>> start EXERCISE DATA
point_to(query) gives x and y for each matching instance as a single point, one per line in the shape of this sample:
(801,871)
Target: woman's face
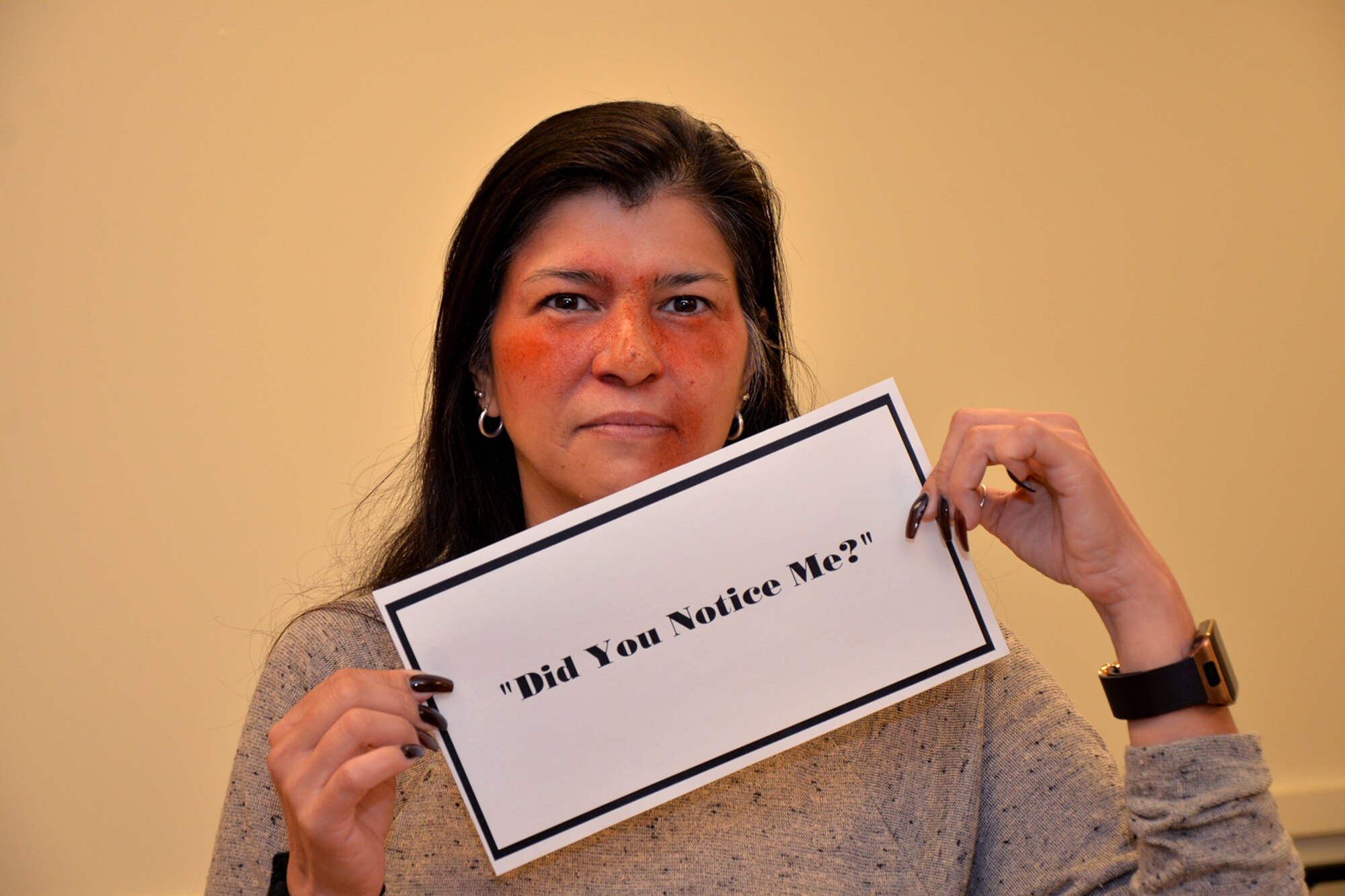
(619,348)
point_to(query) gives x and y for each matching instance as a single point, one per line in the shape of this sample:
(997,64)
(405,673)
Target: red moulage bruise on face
(619,348)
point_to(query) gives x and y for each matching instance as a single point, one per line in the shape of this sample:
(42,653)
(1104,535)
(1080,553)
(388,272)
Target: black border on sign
(783,442)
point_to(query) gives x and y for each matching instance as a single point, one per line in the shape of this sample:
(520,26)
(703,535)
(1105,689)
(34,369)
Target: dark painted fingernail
(1019,482)
(431,716)
(427,684)
(944,517)
(917,513)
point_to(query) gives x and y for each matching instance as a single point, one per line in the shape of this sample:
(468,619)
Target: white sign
(654,641)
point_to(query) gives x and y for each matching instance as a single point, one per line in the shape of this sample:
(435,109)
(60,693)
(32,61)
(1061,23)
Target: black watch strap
(1156,690)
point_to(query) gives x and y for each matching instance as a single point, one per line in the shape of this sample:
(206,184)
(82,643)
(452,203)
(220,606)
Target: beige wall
(224,222)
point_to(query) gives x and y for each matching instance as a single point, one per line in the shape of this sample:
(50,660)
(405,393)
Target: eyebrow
(595,279)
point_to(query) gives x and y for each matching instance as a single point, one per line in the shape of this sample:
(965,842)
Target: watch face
(1217,671)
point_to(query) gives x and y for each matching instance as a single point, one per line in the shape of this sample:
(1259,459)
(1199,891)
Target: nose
(630,348)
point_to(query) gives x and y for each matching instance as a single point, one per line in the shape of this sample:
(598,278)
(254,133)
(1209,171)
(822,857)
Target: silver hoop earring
(481,424)
(738,419)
>> end EXERCISE DATA
### EXERCISE REQUIREMENTS
Pictures in the records should not appear in your copy, but everything else must be transcribed exactly.

### WRITTEN ANSWER
point_to(query) gives x and y for each matching instance as a single point, one per line in the shape of this sample:
(801,871)
Target: woman's face
(619,348)
point_to(query) gives x and y for each matching instance as a single point, one per line in the shape of this sample:
(997,64)
(405,673)
Target: red moulage bruise on face
(619,348)
point_to(query) gives x and y for each matching instance as a single point, one per line in the shape of this sample:
(42,653)
(1104,535)
(1080,553)
(388,272)
Target: black border on sign
(783,442)
point_to(query) gives x and y for each matching instance as a single point, one per line in the shape of this sample:
(520,26)
(703,535)
(1105,689)
(34,369)
Target: dark painted fingernail
(1019,482)
(431,716)
(427,684)
(944,517)
(917,513)
point_to(query) gives x and y for each matching instance as a single point, one per line in the shape of this sample:
(468,619)
Target: white sign
(654,641)
point_to(query) gives x and y for each matching instance as a single point, one per line in the shape of this sample:
(435,109)
(60,693)
(32,61)
(1061,23)
Target: black watch strap
(1156,690)
point_to(query) gives x and y for each matching instance as a single point, one per line in the shape of this sample:
(206,184)
(82,643)
(452,203)
(220,606)
Target: beige wall
(224,222)
point_to(query) gives x and y for each matching instance as a single point, one per line in the shape of this sample:
(50,660)
(405,393)
Target: eyebrow
(595,279)
point_to(query) gives x and y for each matching instance as a single point, one per line in the shape of this sample:
(965,842)
Target: watch face
(1217,671)
point_to(query) gives x and y for each matching instance as a single point, one per line in the shape of this sample:
(1259,459)
(1199,891)
Target: nose
(630,348)
point_to(query) gives x and y for each matching instance as a single point, one per line in the shape of this sample:
(598,278)
(254,133)
(1209,171)
(822,857)
Target: silver hoop earring
(481,424)
(738,419)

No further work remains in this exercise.